* **WHAT TO PRODUCE**: Every entry below should be printed exactly.

━━━━━ INPUT DATA ━━━━━

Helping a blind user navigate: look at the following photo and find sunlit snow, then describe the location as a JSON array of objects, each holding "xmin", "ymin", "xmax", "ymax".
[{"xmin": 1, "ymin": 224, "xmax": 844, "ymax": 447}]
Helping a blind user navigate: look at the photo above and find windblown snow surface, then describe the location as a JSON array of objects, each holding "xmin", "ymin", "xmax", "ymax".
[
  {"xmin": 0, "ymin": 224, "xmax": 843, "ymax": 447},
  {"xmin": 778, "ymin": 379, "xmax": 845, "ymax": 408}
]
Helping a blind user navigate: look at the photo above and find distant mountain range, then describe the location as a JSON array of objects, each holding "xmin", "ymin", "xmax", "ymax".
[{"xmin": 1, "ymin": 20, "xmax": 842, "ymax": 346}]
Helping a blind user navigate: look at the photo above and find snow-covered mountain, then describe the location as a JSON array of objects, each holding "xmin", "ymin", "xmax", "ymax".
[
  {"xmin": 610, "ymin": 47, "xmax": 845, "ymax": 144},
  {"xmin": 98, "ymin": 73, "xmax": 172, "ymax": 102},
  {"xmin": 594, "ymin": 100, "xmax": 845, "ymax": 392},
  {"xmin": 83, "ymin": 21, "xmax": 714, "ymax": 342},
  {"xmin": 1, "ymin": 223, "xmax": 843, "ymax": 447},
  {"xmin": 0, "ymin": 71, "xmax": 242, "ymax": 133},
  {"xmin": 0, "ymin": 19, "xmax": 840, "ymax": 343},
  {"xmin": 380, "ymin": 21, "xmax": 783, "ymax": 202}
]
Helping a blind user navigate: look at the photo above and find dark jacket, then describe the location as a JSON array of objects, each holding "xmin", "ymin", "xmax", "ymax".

━━━━━

* **RESULT OF THIS EXERCISE**:
Helping a blind user navigate: look at the following photo and find sunlit snow, then describe the location as a JSON array of objects, each holding "xmin", "ymin", "xmax", "ymax".
[{"xmin": 1, "ymin": 224, "xmax": 844, "ymax": 447}]
Helping a blind user navigate: look at the photo above and find windblown snow surface, then describe the location as a JSON array of objects, each holding "xmin", "ymin", "xmax", "ymax".
[
  {"xmin": 0, "ymin": 224, "xmax": 843, "ymax": 447},
  {"xmin": 778, "ymin": 379, "xmax": 845, "ymax": 408}
]
Helping a blind user navigate: look at the photo above and find distant mountain range, then describe the location as a JSON array of objects, each holding "xmin", "ymin", "xmax", "ymax".
[{"xmin": 1, "ymin": 20, "xmax": 842, "ymax": 346}]
Helping a blind user navigate: look at the photo above and find snow-covered mountain, then describe the location as a JSON array of objects, each holding "xmin", "ymin", "xmax", "ymax".
[
  {"xmin": 610, "ymin": 47, "xmax": 845, "ymax": 144},
  {"xmin": 98, "ymin": 73, "xmax": 172, "ymax": 102},
  {"xmin": 594, "ymin": 100, "xmax": 845, "ymax": 392},
  {"xmin": 83, "ymin": 21, "xmax": 714, "ymax": 342},
  {"xmin": 1, "ymin": 223, "xmax": 843, "ymax": 447},
  {"xmin": 0, "ymin": 71, "xmax": 242, "ymax": 133},
  {"xmin": 0, "ymin": 19, "xmax": 840, "ymax": 343},
  {"xmin": 380, "ymin": 21, "xmax": 783, "ymax": 202}
]
Helping a blind user navigate: look at the photo above and find dark jacket, then describe the location as a JSON array of objects, each holding "xmin", "ymin", "xmax", "ymax".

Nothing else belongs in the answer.